----- Rows

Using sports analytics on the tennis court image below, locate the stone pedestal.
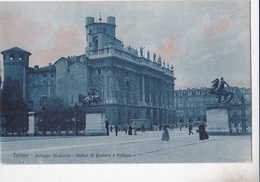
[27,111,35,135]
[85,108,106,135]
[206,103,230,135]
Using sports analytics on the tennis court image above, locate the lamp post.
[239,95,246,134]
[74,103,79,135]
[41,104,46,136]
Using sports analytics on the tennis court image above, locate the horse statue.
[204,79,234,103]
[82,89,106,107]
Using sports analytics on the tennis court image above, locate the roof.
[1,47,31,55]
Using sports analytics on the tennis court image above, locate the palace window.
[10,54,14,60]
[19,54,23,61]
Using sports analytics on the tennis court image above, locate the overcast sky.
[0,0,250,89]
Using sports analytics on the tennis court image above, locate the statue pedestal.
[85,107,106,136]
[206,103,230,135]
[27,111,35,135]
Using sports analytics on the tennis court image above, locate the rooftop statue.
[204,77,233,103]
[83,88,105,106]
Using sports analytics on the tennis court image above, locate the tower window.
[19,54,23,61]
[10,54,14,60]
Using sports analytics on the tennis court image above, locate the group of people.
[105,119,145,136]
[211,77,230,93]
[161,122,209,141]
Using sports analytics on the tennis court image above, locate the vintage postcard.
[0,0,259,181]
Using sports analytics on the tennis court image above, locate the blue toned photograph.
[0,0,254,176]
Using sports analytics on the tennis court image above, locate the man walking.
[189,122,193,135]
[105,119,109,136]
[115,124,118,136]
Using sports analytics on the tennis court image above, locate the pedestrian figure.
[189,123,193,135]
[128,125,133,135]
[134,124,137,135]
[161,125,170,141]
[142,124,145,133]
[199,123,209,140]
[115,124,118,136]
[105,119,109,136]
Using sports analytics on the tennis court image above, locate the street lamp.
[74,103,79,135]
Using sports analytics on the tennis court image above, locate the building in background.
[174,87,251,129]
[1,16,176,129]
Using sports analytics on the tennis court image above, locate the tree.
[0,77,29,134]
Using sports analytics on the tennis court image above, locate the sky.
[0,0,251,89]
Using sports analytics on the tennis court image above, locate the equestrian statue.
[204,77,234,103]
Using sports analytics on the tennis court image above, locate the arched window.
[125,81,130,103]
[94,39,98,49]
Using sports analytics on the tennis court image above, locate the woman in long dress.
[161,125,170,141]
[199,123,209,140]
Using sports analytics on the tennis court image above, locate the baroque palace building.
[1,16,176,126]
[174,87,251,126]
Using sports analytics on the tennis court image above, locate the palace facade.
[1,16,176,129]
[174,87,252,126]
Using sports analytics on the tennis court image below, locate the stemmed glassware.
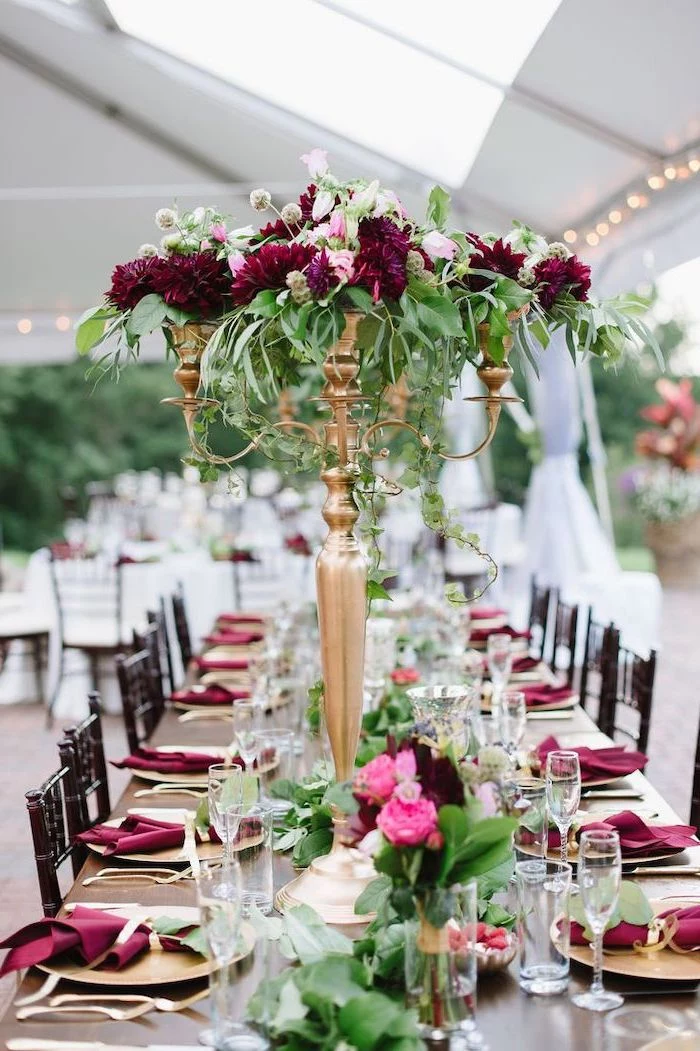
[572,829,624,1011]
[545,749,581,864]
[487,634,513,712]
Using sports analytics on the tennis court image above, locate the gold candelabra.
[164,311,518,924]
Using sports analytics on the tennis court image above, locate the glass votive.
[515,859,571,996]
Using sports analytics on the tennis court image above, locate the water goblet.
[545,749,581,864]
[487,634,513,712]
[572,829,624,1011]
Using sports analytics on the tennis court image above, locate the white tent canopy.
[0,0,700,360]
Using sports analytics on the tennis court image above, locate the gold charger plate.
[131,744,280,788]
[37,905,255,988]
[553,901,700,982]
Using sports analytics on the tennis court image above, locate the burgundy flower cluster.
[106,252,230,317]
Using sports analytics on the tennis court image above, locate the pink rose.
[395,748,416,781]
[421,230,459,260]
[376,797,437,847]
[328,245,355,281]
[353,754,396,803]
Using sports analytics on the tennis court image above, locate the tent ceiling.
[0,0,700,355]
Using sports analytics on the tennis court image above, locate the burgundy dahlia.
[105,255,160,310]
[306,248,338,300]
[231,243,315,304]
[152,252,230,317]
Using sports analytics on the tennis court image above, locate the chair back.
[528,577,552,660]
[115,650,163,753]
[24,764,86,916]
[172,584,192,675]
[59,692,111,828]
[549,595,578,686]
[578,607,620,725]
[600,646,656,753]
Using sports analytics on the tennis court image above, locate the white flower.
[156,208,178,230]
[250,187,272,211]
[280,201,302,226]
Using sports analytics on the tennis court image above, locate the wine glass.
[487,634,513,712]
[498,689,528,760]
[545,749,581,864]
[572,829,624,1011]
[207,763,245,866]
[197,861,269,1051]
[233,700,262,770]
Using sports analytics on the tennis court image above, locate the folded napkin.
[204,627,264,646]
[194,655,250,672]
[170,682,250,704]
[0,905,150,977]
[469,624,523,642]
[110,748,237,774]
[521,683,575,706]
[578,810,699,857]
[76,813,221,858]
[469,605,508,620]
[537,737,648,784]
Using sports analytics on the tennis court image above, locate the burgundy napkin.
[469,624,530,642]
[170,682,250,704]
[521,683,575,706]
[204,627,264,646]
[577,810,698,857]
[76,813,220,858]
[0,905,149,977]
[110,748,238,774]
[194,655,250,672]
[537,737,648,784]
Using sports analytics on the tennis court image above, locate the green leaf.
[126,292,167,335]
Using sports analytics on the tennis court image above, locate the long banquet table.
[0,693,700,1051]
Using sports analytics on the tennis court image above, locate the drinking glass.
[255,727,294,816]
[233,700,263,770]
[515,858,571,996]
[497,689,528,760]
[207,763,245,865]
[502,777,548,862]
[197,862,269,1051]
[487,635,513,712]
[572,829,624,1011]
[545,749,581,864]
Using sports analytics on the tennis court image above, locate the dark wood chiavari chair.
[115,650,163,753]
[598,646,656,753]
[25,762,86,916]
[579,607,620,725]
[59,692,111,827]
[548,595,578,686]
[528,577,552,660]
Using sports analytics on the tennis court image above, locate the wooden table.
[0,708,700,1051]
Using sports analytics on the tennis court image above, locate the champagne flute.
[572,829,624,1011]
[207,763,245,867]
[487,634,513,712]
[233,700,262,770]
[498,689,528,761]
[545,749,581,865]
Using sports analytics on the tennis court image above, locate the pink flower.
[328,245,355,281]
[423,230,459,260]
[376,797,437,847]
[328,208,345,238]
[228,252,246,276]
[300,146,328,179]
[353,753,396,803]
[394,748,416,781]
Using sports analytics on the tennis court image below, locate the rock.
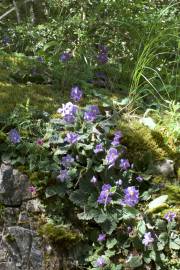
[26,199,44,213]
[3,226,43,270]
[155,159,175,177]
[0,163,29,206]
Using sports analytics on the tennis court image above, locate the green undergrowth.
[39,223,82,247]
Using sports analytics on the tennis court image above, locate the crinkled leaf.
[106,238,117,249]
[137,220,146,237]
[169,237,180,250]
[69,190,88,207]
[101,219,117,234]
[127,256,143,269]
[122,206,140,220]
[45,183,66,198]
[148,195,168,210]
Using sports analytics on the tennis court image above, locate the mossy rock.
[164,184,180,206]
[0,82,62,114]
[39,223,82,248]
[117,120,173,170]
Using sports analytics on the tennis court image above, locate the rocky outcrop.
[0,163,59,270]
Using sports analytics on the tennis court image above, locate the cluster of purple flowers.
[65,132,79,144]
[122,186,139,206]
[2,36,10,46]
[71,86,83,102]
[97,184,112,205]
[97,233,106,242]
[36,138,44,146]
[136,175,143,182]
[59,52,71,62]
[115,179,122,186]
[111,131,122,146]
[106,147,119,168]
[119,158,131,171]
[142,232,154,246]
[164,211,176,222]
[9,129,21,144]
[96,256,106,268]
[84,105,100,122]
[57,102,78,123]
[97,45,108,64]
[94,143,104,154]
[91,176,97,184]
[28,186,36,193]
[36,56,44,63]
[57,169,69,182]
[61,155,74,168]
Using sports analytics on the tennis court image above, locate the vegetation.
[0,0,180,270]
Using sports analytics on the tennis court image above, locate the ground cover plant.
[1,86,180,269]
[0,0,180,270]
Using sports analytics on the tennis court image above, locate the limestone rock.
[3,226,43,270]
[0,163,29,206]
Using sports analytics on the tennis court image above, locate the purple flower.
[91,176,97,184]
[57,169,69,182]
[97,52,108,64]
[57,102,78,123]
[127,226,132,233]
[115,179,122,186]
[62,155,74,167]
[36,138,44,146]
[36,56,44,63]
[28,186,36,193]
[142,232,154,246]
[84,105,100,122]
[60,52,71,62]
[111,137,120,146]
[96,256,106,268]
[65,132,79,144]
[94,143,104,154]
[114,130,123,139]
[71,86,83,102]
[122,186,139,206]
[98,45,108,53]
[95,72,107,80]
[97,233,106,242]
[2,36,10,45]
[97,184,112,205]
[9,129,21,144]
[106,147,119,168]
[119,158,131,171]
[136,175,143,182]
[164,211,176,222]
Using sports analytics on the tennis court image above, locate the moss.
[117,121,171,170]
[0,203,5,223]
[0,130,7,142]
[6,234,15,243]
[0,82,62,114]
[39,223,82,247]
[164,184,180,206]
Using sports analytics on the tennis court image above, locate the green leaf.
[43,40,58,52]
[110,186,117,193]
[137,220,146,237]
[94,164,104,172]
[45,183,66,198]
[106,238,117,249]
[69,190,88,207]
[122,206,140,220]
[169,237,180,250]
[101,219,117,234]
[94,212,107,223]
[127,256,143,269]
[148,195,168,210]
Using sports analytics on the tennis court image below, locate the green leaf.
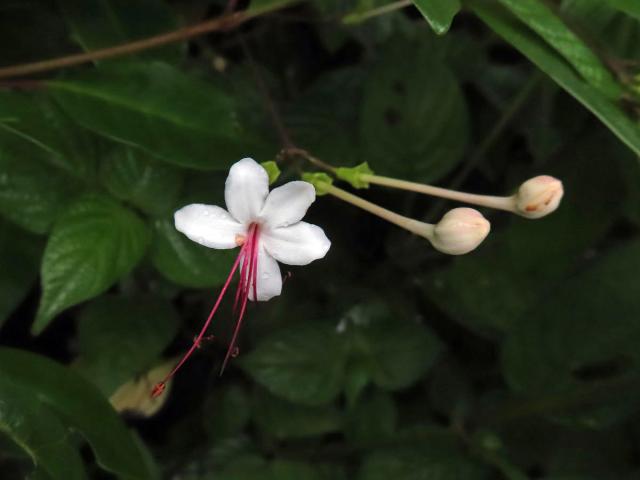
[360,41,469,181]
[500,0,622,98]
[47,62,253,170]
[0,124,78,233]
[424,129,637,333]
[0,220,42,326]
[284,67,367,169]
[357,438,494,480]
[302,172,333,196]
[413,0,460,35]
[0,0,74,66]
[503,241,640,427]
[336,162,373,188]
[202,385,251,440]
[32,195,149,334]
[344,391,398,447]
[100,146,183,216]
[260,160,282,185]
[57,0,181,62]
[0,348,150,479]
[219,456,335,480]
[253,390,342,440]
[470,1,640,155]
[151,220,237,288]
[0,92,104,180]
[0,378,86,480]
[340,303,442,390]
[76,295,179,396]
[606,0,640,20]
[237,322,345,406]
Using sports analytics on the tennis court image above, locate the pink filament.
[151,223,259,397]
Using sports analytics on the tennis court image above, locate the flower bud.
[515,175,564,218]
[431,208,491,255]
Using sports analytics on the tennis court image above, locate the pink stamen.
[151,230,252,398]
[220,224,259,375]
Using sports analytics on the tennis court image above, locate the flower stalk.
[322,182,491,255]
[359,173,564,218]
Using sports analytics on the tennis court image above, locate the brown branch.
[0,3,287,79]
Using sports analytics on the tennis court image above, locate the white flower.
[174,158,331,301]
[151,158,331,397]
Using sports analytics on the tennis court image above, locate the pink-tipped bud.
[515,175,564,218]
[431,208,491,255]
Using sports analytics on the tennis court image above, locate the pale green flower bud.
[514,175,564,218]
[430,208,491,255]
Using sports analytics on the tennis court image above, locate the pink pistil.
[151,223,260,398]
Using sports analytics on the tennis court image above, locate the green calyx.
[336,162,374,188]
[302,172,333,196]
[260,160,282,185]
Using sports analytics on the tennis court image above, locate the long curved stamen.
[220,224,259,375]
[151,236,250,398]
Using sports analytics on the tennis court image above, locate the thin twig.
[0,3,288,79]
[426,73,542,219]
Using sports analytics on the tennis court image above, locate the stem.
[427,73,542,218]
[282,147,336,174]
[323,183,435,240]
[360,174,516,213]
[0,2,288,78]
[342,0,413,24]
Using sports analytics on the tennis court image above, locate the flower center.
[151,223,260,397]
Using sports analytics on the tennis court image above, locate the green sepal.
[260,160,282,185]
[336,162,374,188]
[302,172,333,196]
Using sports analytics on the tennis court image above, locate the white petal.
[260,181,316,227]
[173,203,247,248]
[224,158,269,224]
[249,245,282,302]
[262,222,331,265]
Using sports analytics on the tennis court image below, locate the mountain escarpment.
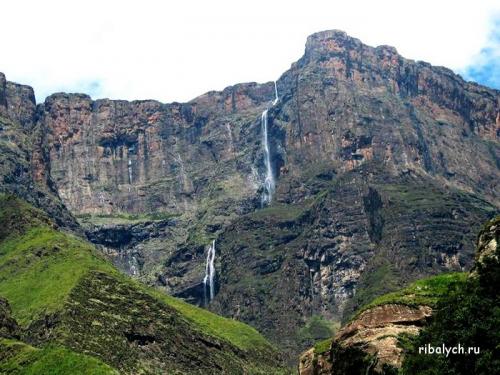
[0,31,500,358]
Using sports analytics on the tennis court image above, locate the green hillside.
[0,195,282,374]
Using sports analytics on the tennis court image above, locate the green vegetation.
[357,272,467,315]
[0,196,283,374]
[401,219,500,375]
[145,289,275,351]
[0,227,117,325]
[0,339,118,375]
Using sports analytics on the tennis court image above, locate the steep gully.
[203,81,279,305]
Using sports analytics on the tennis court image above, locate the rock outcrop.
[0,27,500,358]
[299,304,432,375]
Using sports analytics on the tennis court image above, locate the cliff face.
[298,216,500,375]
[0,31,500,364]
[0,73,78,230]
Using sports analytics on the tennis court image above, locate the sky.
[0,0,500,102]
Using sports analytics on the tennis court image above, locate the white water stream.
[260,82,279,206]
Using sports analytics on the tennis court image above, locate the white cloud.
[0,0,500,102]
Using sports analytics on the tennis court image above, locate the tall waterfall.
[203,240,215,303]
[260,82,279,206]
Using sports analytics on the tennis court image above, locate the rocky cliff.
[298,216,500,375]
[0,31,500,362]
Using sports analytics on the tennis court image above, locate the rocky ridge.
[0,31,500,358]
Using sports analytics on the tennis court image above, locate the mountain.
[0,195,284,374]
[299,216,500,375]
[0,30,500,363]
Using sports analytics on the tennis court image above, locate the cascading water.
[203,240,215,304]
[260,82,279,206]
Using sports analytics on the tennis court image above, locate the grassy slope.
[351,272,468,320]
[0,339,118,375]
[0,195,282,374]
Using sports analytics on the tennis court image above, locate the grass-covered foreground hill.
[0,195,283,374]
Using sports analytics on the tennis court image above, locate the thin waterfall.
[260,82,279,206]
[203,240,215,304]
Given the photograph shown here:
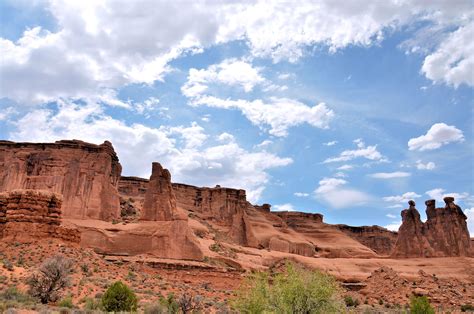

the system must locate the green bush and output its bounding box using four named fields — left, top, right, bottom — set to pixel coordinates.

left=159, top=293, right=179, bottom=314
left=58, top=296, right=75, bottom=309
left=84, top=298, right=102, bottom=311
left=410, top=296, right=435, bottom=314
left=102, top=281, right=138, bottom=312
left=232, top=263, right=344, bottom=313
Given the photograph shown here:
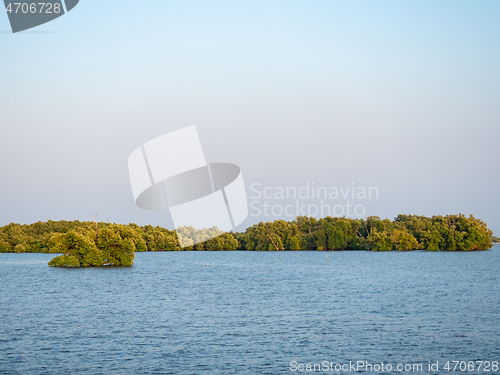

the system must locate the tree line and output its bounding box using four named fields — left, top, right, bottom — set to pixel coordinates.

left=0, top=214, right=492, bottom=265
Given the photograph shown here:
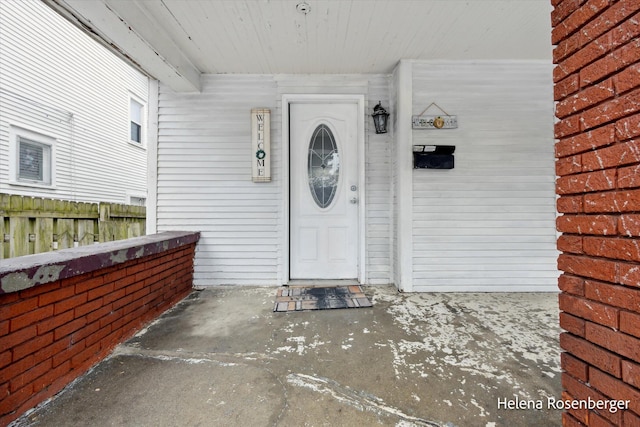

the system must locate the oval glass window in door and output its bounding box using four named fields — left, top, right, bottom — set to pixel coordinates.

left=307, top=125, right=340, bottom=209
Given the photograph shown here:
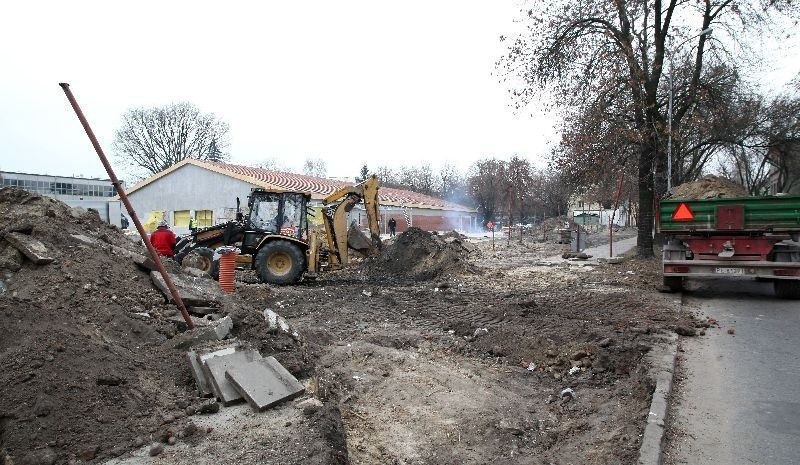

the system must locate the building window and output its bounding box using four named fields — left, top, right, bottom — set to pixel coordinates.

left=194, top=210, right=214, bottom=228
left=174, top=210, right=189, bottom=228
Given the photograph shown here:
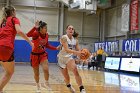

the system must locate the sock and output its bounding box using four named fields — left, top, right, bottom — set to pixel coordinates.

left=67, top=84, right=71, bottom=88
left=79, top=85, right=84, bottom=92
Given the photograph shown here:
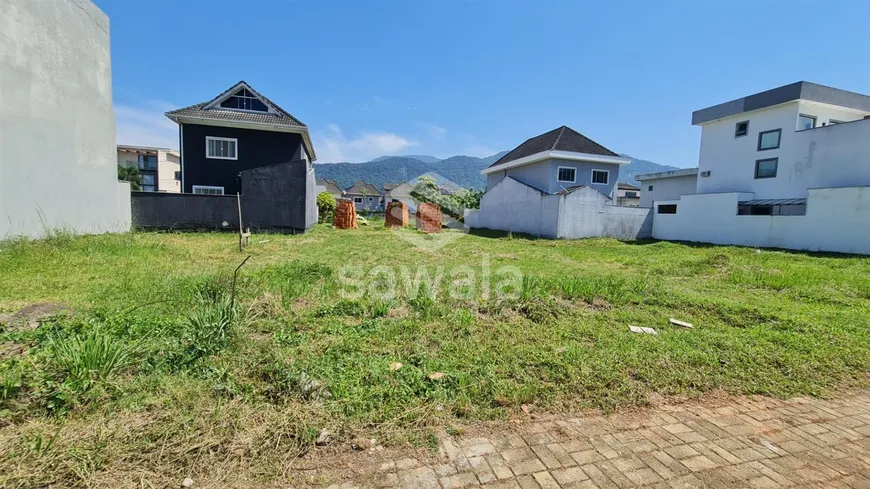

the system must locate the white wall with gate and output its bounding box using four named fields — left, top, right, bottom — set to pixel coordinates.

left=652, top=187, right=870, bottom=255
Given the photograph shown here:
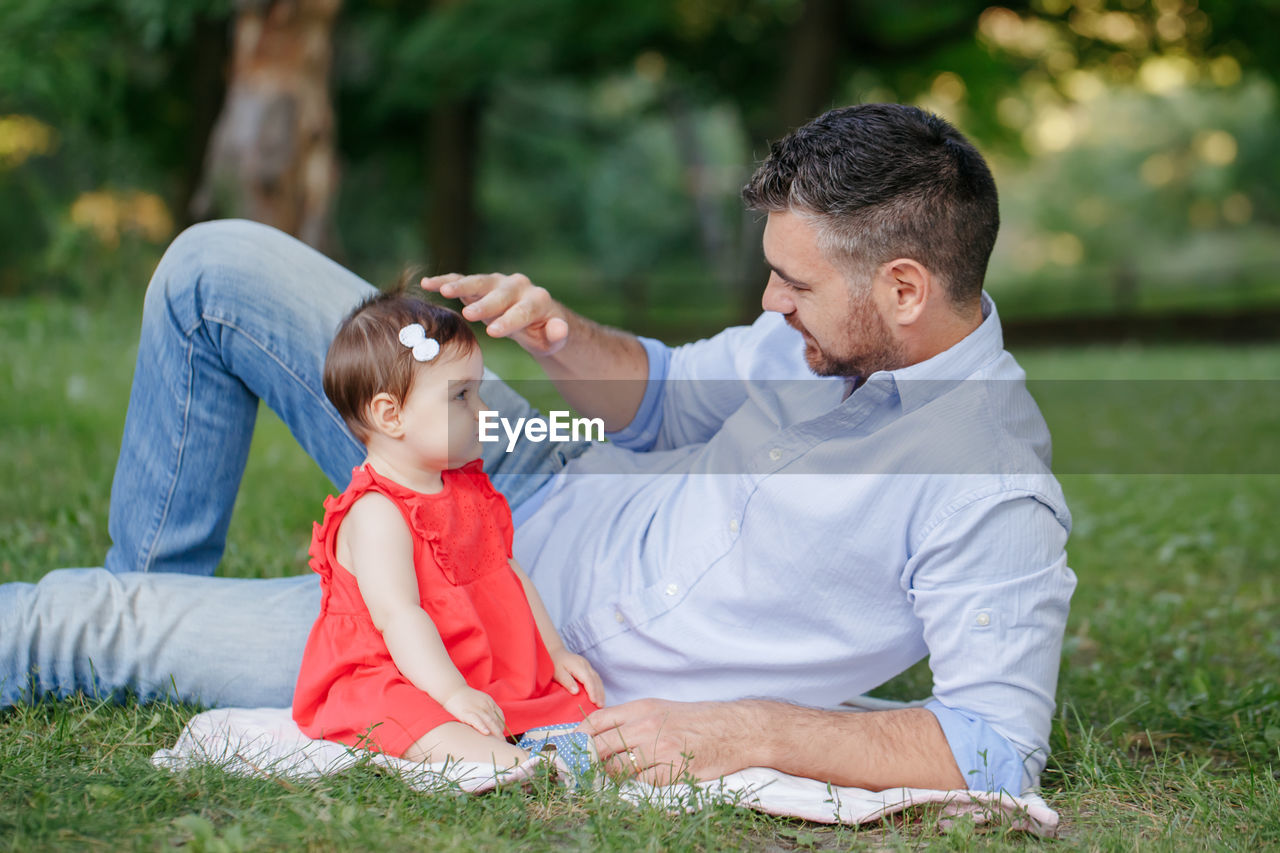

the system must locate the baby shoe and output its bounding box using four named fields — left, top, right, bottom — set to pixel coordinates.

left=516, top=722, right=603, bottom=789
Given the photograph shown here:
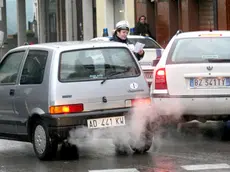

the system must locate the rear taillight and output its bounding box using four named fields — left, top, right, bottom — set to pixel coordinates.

----------

▶ **What to work on**
Put the records starting at the line that contains "the pink filament." and ending at the line that contains "[0,3,287,79]" into a two-column CSV with the columns text and answer. Give one row for each record, with its wording and its answer each in a single quoted field and with line breaks replaced by spaces.

▶ **Response for this exercise**
text,answer
"Using sports analytics on the tennis court image above, locate the pink filament.","[151,223,259,397]"
"Using sports analytics on the tennis court image above, locate the flower bud.","[515,175,564,218] [431,208,491,255]"
"Using sports analytics on the tennis court image above, locate the pink stamen.","[151,230,252,398] [220,224,259,375]"
"Using sports analytics on the tennis court image above, locate the flower stalk.","[322,182,491,255] [359,173,564,218]"
"Using sports analytics on the tennis court image above, locate the brown branch.","[0,3,287,79]"